— START LISTED RECORDS —

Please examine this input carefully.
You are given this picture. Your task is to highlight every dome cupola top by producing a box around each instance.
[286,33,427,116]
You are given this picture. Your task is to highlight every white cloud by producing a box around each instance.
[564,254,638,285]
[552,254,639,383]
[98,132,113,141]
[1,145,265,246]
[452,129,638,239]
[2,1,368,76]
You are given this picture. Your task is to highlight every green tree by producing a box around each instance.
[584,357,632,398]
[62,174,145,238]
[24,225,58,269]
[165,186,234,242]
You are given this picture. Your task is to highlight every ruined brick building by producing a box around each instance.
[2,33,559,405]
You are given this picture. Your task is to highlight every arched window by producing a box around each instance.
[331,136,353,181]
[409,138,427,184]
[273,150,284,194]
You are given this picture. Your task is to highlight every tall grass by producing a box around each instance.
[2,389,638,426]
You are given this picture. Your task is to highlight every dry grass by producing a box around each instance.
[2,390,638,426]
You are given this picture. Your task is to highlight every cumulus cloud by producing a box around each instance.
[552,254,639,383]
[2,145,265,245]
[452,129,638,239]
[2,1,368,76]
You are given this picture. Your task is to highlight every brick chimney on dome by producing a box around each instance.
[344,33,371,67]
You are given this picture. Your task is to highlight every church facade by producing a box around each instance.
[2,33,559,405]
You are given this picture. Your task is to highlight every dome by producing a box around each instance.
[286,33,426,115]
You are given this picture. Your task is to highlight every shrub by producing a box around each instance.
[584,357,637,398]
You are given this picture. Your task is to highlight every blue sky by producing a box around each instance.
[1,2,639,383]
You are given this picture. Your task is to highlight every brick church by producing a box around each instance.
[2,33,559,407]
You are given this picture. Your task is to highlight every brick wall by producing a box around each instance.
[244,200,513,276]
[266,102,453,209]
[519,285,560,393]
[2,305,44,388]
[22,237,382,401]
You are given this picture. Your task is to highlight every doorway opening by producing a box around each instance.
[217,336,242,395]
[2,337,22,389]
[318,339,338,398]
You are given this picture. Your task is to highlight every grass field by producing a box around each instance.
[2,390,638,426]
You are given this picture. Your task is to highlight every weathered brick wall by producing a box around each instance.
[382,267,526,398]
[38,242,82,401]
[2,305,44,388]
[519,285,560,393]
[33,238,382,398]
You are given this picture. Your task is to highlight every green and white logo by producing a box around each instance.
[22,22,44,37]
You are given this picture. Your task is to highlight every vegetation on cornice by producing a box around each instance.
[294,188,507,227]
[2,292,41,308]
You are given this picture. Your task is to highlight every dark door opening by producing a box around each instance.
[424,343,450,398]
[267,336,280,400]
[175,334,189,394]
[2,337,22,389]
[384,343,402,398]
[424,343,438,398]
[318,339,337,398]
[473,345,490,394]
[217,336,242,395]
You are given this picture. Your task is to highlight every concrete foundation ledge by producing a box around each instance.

— END LISTED RECORDS —

- TASK DETAILS
Quote all of the data above word for word, from its first line to its last.

- FINISHED EXERCISE
Please examine this input carefully.
You are given this picture. Your task is to highlight every dome cupola top by producing a box around each instance.
[286,33,427,116]
You are given this picture. Your task is to highlight every white cloud by producing a box around each instance.
[564,254,638,285]
[552,254,639,383]
[98,132,113,141]
[1,145,265,246]
[452,129,638,239]
[2,1,368,76]
You are given this picture. Your task is to highlight every green tree by producing a box around each instance.
[584,357,632,398]
[62,174,145,238]
[24,225,58,269]
[165,186,234,242]
You are given this picture. Your task is to highlight every ruined brick building by producing a box around each instance.
[2,33,559,405]
You are given this picture. Your task is to highlight every arched window by producing a box around each instance.
[331,136,353,181]
[409,138,427,184]
[273,150,284,194]
You are given this picture. Your task is to highlight every tall grass by producing a box around each instance.
[2,389,638,426]
You are given this picture. Your task is to highlight every dry grass by producing a box around each instance.
[2,390,638,426]
You are given this picture. Your task is to highlight every cumulus cloud by producing a box around each instance.
[552,254,639,383]
[2,145,265,245]
[452,129,638,239]
[2,1,368,76]
You are given this picture. Your task is to highlight every brick chimney on dome by producing a box around each instance.
[344,33,371,67]
You are given this picture. Your task is to highlight every church facade by producing a box around each instance.
[2,33,559,405]
You are given this picture. Your task is to highlight every dome by producing a box around each instance.
[286,33,426,115]
You are given this picture. Your task is to highlight every shrub by producing a box around each instance.
[584,357,637,398]
You are given this picture. Your task is to highlight every blue sky by producing a box around each instance.
[1,2,639,383]
You are given this picture. Your task is to highlight every brick church by producing a box around each instance.
[2,33,559,407]
You are given this picture. Your task is to highlight every brick wall by producing a box around each instance.
[244,200,513,276]
[266,102,453,209]
[519,285,560,393]
[2,305,44,388]
[22,237,382,401]
You are given this picture. Your task is to highlight every doorway opening by producing a box around each instance.
[217,336,242,395]
[2,337,22,389]
[318,339,338,398]
You are given this picture. Your task is to highlight every grass field by producing a box around each instance.
[2,390,638,426]
You are given this picture. Your task is to highlight every weathered brick wall by producing a box around each instance.
[382,267,526,398]
[38,242,82,401]
[2,305,44,388]
[519,285,560,393]
[33,238,382,398]
You are given this picture. Your task is to highlight every green and white logo by producing a box around each instance.
[22,22,44,37]
You are given this picture. Your task is to highlight every vegetation on cornice by producing a box around each instance.
[294,188,507,227]
[2,292,41,308]
You are given this picture. Your task is to highlight every dark door opening by producing a box around each instance.
[424,343,450,398]
[267,336,280,400]
[175,334,189,394]
[2,337,22,389]
[384,343,402,398]
[424,343,438,398]
[318,339,337,398]
[473,345,490,394]
[217,336,242,395]
You are given this picture. Your task is to highlight every concrete foundation ledge by producing a box around each instance.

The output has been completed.